★「苦い金」?いや、幸せな「金」だったのだと思う  羽生結弦の困ったような笑顔に思ったこと | ジャーナリスト 石川秀樹

ジャーナリスト 石川秀樹

ちょっと辛口、時どきホロリ……。理性と感情満載、世の常識をうのみにせず、これはと思えばズバッと持論で直球勝負。
3本のブログとFacebook、ツイッターを駆使して情報発信するジャーナリスト。
相続に強い行政書士、「ミーツ出版」社長としても活動中。


日本中が羽生結弦(ゆづる)の金メダルを期待していた。
が、最初の4回転ジャンプで転倒!
テレビを観ているこちら側が「あっ」と声を上げた。


日本時間の午前3時半過ぎ、
羽生は滑走前に祈るようないつものしぐさをした。
『がんばって……』思わず小さな声でつぶやいた。
その直後のジャンプ失敗なのである。


動揺した、観るのがコワくなった。
他の選手、楽々と4回転を決める者が何人もいる。
『羽生の安定感は抜群だ』と思っていた。
なにより腕が、手が、指が生きもののようで、
動きのたびごとにムチのようにしなる。
『美しい!』
他の選手が無骨に見えるようなしなやかさだ。


それが、固い。
トリプルフリップでも両手をついた!!
驚いた、ほんとうに。
そしてため息が出た。
トップが消えた瞬間だ……、と思った。


以後の演技は見事にまとめた。
終わって結弦が膝まづく。
(演技の一環だけど……)
敗北をかみしめているように見えた。



いたたまれず、僕は2階の寝室に向かった。
直後のパトリック・チャンの演技を観たくなかった。
“完ぺき”に決めるに決まっている。
テレビ観戦者の僕は、その場ではまだ敗北をかみしめたくはなかったのだ。

練習問題 1:
本文について、次の問いに答えなさい。
(a) 羽生結弦は最初の4回転ジャンプでどうなったか。
(b) 筆者は演技が終わったあと、家のどこへ向かったか。
(c) 筆者が観たくなかったのは、だれの演技か。

保存記録:

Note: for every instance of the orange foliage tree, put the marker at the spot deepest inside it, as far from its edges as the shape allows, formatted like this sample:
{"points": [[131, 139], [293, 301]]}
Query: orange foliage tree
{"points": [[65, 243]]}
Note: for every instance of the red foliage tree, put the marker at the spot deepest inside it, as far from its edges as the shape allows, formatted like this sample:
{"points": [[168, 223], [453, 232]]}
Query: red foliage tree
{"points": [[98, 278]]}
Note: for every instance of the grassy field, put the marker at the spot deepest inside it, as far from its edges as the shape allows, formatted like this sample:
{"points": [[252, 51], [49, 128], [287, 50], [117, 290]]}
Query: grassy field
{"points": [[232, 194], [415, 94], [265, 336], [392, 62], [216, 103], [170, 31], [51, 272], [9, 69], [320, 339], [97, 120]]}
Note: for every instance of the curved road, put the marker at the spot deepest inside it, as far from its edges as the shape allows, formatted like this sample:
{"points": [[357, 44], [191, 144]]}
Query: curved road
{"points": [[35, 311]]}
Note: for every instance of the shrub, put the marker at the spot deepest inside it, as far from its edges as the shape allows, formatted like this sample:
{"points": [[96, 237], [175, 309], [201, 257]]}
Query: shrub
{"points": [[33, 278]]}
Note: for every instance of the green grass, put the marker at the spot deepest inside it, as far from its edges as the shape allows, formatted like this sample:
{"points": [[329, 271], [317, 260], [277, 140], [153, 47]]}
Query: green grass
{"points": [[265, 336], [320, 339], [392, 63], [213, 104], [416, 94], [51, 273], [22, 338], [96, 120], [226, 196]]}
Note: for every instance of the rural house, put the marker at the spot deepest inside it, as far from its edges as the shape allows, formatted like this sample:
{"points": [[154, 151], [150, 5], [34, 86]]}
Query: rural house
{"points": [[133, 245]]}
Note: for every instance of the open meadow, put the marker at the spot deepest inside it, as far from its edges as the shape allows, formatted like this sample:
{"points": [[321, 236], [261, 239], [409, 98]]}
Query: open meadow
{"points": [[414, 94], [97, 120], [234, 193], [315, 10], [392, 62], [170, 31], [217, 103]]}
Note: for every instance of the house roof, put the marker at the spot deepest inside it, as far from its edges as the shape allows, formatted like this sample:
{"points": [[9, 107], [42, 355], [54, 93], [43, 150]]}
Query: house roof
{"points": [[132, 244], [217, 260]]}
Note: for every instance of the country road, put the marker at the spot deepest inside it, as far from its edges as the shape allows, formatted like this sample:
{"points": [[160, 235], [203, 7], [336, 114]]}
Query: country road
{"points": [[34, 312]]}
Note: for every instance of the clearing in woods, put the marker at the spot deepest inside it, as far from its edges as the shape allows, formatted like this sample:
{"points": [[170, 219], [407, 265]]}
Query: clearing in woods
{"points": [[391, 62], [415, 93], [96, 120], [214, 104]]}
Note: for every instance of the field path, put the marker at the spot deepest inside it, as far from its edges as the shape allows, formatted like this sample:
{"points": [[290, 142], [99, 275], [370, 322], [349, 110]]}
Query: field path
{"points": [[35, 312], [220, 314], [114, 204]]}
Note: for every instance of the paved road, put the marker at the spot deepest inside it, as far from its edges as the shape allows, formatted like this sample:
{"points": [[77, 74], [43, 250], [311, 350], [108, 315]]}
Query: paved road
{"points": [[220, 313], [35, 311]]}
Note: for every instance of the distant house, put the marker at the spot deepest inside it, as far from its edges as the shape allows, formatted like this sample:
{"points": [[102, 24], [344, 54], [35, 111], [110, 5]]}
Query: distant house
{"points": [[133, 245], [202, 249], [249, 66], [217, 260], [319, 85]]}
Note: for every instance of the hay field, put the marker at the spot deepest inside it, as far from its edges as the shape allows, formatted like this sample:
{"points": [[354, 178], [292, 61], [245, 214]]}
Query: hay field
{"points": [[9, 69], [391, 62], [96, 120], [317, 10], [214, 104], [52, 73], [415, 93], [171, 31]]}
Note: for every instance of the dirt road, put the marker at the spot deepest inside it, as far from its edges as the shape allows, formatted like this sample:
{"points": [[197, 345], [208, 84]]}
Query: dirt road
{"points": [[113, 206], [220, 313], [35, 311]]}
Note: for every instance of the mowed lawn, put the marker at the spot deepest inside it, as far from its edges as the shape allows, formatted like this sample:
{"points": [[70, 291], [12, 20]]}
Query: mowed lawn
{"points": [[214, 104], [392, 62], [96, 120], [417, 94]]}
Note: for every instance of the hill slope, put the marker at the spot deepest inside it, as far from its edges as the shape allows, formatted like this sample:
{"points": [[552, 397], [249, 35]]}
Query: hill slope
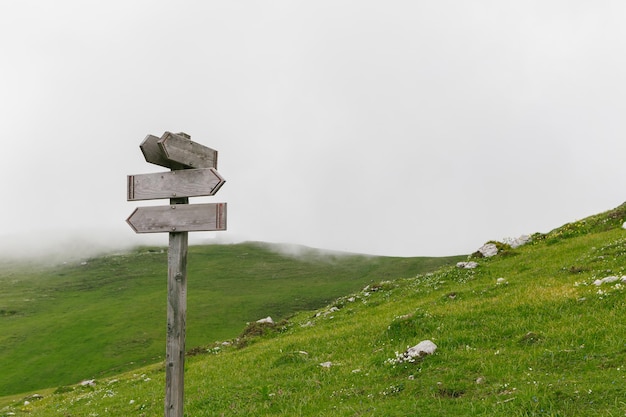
{"points": [[98, 317], [532, 331]]}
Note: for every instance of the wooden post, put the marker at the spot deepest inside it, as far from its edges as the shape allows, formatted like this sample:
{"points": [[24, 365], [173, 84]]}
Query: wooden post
{"points": [[176, 317], [193, 174]]}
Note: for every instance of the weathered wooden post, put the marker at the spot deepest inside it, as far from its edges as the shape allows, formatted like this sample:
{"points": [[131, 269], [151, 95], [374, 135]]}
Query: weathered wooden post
{"points": [[193, 173]]}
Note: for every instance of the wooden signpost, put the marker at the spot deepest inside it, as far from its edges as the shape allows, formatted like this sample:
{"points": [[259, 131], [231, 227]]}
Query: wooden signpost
{"points": [[193, 173]]}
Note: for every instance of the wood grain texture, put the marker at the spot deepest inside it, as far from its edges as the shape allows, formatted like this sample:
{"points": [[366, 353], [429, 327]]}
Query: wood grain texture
{"points": [[182, 150], [179, 218], [173, 184], [153, 153], [176, 324]]}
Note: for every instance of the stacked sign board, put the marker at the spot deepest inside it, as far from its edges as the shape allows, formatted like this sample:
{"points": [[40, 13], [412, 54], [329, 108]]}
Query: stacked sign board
{"points": [[193, 174]]}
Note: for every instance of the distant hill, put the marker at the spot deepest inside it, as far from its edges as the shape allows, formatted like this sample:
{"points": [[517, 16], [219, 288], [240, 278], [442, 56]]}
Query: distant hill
{"points": [[535, 330]]}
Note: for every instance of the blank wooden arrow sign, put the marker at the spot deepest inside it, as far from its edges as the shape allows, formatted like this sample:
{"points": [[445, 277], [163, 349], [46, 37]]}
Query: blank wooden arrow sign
{"points": [[174, 184], [179, 218], [154, 154], [182, 150]]}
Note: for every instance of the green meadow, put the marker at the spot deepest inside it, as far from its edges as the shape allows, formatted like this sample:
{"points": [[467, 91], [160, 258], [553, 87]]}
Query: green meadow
{"points": [[536, 330], [97, 317]]}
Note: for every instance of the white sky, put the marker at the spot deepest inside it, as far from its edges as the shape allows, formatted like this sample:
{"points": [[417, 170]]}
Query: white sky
{"points": [[386, 127]]}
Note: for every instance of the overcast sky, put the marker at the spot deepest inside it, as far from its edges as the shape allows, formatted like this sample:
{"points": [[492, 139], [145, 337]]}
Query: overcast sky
{"points": [[399, 128]]}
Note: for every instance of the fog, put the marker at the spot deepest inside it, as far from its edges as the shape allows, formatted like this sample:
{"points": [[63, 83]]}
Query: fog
{"points": [[403, 128]]}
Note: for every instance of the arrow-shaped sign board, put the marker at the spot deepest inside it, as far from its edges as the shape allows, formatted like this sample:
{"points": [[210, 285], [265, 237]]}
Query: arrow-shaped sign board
{"points": [[174, 184], [154, 154], [177, 151], [180, 149], [179, 218]]}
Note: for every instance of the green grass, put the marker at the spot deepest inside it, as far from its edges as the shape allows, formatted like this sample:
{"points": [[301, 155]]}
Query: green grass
{"points": [[62, 324], [541, 341]]}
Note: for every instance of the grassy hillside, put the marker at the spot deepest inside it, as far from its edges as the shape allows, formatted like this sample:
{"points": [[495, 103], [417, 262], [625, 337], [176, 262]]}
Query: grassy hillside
{"points": [[96, 318], [526, 333]]}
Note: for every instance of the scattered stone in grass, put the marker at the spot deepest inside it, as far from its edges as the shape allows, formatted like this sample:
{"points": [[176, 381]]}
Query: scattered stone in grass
{"points": [[488, 250], [327, 312], [449, 392], [530, 338], [609, 279], [412, 354]]}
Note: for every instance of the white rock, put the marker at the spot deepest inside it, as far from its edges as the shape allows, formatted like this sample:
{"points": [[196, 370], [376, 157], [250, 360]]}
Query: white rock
{"points": [[607, 280], [517, 241], [488, 250], [267, 320], [88, 382], [467, 265], [423, 348]]}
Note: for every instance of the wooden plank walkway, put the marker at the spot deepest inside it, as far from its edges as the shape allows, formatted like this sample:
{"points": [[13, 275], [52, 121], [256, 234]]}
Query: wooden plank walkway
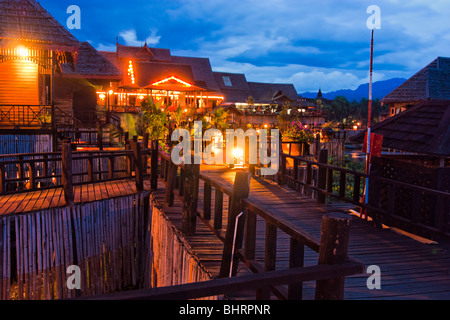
{"points": [[53, 198], [409, 269]]}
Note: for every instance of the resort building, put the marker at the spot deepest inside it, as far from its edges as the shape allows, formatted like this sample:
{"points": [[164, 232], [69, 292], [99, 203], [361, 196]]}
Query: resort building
{"points": [[430, 83], [65, 82], [171, 80], [44, 70]]}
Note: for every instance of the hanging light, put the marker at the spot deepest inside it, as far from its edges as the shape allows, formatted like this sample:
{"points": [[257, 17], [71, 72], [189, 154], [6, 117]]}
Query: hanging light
{"points": [[22, 51]]}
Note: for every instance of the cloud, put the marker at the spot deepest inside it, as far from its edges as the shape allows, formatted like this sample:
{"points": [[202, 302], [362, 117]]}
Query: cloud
{"points": [[106, 47], [131, 39]]}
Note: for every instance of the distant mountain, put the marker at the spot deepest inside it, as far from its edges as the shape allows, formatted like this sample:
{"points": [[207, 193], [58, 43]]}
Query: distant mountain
{"points": [[380, 90]]}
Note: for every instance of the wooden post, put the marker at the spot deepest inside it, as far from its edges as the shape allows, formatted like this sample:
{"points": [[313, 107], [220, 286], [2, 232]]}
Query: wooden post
{"points": [[241, 191], [154, 165], [190, 203], [137, 157], [322, 176], [111, 167], [100, 137], [333, 250], [296, 260], [317, 147], [66, 179], [218, 210], [145, 147], [90, 167], [32, 175], [2, 179], [170, 186], [207, 201]]}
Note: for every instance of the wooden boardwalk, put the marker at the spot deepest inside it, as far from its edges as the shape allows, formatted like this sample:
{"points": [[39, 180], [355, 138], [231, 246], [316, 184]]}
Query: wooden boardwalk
{"points": [[53, 198], [409, 268]]}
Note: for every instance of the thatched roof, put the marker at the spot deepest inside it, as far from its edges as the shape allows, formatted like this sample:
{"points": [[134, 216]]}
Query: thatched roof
{"points": [[92, 65], [424, 129], [273, 92], [236, 90], [201, 68], [148, 73], [432, 82], [26, 21], [143, 53]]}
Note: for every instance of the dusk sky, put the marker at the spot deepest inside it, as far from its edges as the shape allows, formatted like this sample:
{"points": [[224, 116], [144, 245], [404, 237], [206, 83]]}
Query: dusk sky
{"points": [[310, 43]]}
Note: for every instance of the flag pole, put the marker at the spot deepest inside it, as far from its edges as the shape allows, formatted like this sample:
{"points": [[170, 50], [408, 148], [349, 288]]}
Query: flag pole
{"points": [[369, 132]]}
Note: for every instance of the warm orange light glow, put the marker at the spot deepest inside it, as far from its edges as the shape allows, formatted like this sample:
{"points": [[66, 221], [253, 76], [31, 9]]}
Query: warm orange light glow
{"points": [[174, 79], [131, 72], [23, 52]]}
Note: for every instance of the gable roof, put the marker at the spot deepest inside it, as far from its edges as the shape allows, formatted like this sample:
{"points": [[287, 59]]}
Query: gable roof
{"points": [[92, 65], [201, 68], [424, 128], [148, 73], [237, 89], [143, 53], [27, 21], [431, 82], [272, 92]]}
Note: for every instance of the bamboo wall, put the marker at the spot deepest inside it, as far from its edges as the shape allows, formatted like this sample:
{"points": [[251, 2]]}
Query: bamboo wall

練習問題 2:
一覧の中から、語「dirt」を含む行をすべて選び出し、そのまま書き写しなさい。大文字と小文字は区別すること。

模範解答 1:
(a) 転倒した。
(b) 2階の寝室。
(c) パトリック・チャンの演技。

模範解答 2:
Note: for every instance of the dirt road, put the marker at the spot deepest inside it, as far from its edges as the shape allows, formatted like this sample:
Query: dirt road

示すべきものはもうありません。